Les procédures collectives ont longtemps malmené les sûretés. L’ordonnance n° 2021-1193 du 15 septembre 2021 tente de résoudre ce conflit. Elle crée un équilibre entre sauvegarde des entreprises et protection des créanciers. Cette articulation répond aux attentes des praticiens confrontés à des règles contradictoires.
L’articulation repensée entre deux branches du droit
Le droit des sûretés vise l’efficacité des garanties. Le droit des procédures collectives poursuit la sauvegarde des entreprises. Ces objectifs s’opposent souvent.
La loi PACTE du 22 mai 2019 a confié au gouvernement la mission de « simplifier, clarifier et moderniser les règles relatives aux sûretés et aux créanciers titulaires de sûretés dans le livre VI du Code de commerce ».
L’ordonnance n° 2021-1193 maintient ces règles dans le Code de commerce. Elle ajoute cependant des passerelles avec le droit des sûretés. Plusieurs articles du Code civil renvoient désormais aux solutions particulières des procédures collectives.
Le nouveau système uniformise la terminologie. Il utilise la formule « les personnes coobligées ou ayant consenti une sûreté personnelle ou ayant affecté ou cédé un bien en garantie » pour désigner tous les garants.
Le sort des garants en procédure collective
La réforme renforce la protection des garants. Elle étend aux coobligés et tiers constituants de sûretés réelles les mesures favorables aux cautions.
L’article L. 622-26 du Code de commerce modifié par l’ordonnance précise que les créances non déclarées régulièrement sont inopposables aux garants personnes physiques pendant l’exécution du plan et après son exécution.
L’article L. 622-28 permet aux personnes physiques garantes de se prévaloir de l’arrêt du cours des intérêts et de la suspension des poursuites.
L’innovation majeure réside dans l’alignement du redressement judiciaire sur la sauvegarde. L’ordonnance supprime l’alinéa final de l’article L. 631-14 qui excluait l’application de ces mesures de protection aux garants en redressement judiciaire.
L’article L. 622-34 nouveau permet aux garants, « même avant paiement », de « procéder à la déclaration de leur créance pour la sauvegarde de leur recours personnel ». Cette disposition remplace l’ancien recours avant paiement du Code civil.

◆ **Données recueillies**:
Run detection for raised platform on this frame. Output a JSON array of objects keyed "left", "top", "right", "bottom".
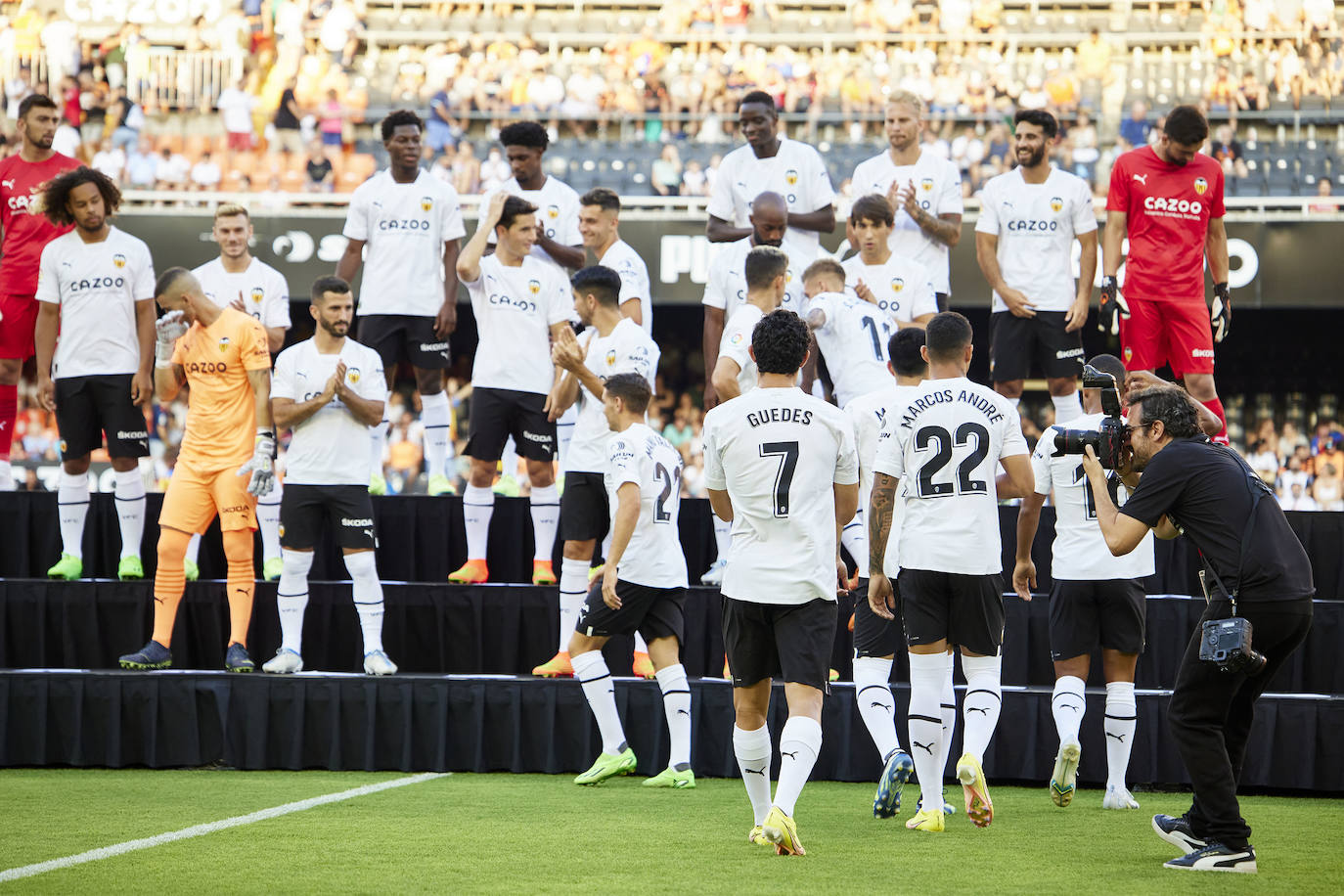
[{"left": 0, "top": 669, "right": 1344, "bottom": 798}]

◆ **Exercices proposés**:
• A. Condensez en une ou deux phrases le paragraphe de l’extrait qui commence par « L’innovation majeure réside », sans perdre ses faits essentiels.
• B. Recopiez à l’identique le passage de l’extrait qui débute aux mots « L’article L. 622-26 » et se termine après les mots « en redressement judiciaire. ».

◆ **Réponses par exercice**:
• A. L’ordonnance aligne le redressement judiciaire sur la sauvegarde en supprimant le dernier alinéa de l’article L. 631-14. Cet alinéa écartait l’application de ces mesures de protection aux garants en redressement judiciaire.

• B.
L’article L. 622-26 du Code de commerce modifié par l’ordonnance précise que les créances non déclarées régulièrement sont inopposables aux garants personnes physiques pendant l’exécution du plan et après son exécution.
L’article L. 622-28 permet aux personnes physiques garantes de se prévaloir de l’arrêt du cours des intérêts et de la suspension des poursuites.
L’innovation majeure réside dans l’alignement du redressement judiciaire sur la sauvegarde. L’ordonnance supprime l’alinéa final de l’article L. 631-14 qui excluait l’application de ces mesures de protection aux garants en redressement judiciaire.